Return the entries unchanged, from their first line through the line that contains "[[[78,33],[50,13],[26,13],[26,67],[99,64],[99,39]]]", with both ends included.

::::

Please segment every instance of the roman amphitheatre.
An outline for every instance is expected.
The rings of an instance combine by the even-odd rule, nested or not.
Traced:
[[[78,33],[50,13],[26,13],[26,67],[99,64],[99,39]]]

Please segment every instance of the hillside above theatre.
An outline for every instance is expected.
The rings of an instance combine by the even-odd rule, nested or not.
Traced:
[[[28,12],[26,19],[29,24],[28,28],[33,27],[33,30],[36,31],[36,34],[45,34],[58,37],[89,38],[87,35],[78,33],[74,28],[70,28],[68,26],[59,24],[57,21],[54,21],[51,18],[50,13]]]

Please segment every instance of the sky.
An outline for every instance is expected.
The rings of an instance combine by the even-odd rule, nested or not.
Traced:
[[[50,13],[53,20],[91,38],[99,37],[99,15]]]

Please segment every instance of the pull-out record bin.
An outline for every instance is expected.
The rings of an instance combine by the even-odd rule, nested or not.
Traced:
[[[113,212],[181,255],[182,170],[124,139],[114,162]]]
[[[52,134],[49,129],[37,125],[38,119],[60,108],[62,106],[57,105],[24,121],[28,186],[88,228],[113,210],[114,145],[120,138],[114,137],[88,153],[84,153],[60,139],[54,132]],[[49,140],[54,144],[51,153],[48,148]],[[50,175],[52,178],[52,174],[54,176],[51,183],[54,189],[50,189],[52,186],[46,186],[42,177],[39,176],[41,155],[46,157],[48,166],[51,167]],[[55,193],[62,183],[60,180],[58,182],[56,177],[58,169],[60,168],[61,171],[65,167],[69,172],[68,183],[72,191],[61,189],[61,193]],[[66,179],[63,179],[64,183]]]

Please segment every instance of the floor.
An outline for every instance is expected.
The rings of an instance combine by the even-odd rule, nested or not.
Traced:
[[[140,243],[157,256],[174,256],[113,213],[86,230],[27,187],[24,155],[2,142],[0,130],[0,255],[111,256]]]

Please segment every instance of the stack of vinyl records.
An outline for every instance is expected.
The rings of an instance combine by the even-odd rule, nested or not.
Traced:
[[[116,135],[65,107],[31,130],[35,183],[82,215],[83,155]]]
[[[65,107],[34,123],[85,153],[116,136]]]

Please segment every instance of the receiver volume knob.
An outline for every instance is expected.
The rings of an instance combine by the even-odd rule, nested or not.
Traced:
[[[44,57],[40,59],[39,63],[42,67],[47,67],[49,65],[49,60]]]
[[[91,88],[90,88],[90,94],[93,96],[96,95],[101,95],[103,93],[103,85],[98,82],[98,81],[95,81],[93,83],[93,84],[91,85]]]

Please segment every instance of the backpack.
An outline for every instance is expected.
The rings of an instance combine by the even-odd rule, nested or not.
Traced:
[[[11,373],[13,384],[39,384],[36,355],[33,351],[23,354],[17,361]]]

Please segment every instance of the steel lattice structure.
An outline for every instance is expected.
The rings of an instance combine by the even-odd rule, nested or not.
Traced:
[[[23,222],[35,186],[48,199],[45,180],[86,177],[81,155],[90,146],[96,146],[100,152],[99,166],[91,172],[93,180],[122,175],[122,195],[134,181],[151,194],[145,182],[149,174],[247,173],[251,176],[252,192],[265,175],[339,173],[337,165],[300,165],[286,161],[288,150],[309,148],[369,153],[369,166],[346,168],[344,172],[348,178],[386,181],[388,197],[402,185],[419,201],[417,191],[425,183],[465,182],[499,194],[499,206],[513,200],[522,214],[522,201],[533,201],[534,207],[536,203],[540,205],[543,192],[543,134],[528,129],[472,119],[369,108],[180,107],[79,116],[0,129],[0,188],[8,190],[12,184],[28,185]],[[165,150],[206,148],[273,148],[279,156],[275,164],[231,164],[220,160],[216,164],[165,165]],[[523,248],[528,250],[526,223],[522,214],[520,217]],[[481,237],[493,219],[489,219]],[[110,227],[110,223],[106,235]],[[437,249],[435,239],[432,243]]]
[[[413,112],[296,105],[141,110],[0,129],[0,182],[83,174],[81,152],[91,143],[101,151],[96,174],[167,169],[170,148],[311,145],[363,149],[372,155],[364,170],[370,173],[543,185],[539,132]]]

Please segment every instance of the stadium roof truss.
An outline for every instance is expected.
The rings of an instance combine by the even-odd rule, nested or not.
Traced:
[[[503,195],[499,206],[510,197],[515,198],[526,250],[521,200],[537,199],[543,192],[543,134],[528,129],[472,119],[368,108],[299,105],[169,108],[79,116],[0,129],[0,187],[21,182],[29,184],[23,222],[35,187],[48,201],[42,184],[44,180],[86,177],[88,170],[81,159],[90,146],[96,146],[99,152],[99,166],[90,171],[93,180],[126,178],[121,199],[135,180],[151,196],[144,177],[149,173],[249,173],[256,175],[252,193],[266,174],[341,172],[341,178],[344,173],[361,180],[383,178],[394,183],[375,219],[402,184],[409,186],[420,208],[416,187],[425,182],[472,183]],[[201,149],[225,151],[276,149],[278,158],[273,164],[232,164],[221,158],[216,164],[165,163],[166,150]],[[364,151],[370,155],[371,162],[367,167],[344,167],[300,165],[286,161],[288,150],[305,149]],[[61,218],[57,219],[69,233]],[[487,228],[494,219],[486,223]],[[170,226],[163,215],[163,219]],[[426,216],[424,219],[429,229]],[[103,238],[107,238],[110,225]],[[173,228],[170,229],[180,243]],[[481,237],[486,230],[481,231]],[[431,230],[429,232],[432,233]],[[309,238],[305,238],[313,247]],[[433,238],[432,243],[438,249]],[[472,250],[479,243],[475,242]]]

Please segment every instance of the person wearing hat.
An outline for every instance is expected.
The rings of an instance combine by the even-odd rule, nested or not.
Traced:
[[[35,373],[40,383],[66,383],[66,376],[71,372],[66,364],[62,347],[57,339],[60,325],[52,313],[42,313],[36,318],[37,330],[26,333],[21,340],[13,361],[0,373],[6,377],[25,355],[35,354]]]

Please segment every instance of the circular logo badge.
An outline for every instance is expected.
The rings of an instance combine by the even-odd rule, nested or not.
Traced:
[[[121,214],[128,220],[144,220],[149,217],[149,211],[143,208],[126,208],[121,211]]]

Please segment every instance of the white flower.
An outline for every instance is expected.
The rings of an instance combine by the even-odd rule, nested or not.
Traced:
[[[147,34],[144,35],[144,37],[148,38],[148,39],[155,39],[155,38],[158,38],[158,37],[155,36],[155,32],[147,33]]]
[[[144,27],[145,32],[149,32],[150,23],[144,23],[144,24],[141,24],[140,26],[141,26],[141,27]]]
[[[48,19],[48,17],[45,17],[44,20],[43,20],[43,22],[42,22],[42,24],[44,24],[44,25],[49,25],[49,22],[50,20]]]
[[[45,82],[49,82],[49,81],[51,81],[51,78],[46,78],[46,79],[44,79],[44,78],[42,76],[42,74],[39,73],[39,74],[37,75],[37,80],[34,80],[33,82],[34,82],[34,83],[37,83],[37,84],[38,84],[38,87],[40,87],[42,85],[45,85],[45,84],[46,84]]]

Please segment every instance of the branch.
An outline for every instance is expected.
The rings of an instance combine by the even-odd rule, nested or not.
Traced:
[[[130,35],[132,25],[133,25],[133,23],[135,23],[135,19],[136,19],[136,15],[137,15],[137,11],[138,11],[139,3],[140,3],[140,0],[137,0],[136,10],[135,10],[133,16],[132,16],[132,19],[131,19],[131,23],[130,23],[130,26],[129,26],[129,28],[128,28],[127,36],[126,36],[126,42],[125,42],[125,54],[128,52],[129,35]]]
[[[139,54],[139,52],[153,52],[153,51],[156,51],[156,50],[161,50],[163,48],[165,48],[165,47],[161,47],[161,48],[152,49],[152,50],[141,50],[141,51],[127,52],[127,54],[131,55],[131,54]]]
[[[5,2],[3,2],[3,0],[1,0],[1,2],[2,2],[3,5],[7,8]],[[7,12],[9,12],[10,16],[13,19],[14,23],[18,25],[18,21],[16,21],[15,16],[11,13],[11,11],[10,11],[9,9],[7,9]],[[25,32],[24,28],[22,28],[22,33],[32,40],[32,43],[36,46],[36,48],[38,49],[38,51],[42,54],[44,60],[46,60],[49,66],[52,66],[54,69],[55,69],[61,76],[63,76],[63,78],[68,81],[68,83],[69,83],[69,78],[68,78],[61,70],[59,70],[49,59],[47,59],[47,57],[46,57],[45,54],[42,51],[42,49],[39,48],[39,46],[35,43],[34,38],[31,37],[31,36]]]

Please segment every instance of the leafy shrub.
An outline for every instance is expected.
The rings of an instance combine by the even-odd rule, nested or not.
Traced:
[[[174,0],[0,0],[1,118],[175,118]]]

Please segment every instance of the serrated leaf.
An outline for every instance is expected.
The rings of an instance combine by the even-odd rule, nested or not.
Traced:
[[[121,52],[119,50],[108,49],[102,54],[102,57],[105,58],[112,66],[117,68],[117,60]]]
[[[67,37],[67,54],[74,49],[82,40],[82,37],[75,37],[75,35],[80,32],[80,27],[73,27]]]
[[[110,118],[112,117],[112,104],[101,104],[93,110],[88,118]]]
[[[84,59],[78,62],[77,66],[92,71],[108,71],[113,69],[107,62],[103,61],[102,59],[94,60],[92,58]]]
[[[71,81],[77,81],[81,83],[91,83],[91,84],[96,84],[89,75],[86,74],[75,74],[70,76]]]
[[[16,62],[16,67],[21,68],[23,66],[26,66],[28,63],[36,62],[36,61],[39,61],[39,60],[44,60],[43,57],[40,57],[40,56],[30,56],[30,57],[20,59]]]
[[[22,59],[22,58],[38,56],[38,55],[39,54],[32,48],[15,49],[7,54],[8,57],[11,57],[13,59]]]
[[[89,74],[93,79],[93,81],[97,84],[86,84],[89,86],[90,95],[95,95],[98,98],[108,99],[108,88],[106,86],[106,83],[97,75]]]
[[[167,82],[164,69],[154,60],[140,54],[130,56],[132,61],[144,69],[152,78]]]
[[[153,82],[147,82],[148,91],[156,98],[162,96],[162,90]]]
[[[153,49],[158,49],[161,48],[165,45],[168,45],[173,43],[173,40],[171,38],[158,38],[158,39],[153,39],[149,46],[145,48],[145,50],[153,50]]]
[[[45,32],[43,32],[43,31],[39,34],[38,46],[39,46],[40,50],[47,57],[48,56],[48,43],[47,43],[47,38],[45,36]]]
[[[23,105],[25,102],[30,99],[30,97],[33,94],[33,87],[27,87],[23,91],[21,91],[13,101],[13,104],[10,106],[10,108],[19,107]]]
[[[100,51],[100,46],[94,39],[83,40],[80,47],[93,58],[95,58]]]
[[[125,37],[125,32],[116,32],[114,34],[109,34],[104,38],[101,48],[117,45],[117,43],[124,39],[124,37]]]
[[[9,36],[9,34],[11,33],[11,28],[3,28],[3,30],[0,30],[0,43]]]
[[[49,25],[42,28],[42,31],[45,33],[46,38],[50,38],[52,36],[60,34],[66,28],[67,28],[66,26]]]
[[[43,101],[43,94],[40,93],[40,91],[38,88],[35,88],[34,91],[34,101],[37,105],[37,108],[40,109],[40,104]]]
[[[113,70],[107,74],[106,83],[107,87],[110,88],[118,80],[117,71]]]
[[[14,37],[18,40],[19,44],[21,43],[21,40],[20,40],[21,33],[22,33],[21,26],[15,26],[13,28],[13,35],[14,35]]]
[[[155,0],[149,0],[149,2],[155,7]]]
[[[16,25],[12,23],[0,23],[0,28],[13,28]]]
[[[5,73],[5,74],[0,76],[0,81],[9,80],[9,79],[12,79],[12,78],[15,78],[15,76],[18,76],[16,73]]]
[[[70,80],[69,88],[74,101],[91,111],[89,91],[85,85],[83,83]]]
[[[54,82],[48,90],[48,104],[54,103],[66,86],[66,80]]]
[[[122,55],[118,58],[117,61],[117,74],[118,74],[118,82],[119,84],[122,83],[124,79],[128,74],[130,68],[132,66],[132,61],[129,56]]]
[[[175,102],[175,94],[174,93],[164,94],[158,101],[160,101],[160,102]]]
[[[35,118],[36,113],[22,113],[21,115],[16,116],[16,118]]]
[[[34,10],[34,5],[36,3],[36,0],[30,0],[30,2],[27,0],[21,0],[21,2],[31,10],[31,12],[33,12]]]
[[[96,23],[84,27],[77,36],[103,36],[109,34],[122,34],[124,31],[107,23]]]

::::

Full response:
Please segment every instance of the roman amphitheatre.
An outline for every instance is expected.
The rings of an instance combine by the even-odd rule, nested or not.
Traced:
[[[78,33],[50,13],[26,13],[26,67],[99,64],[99,39]]]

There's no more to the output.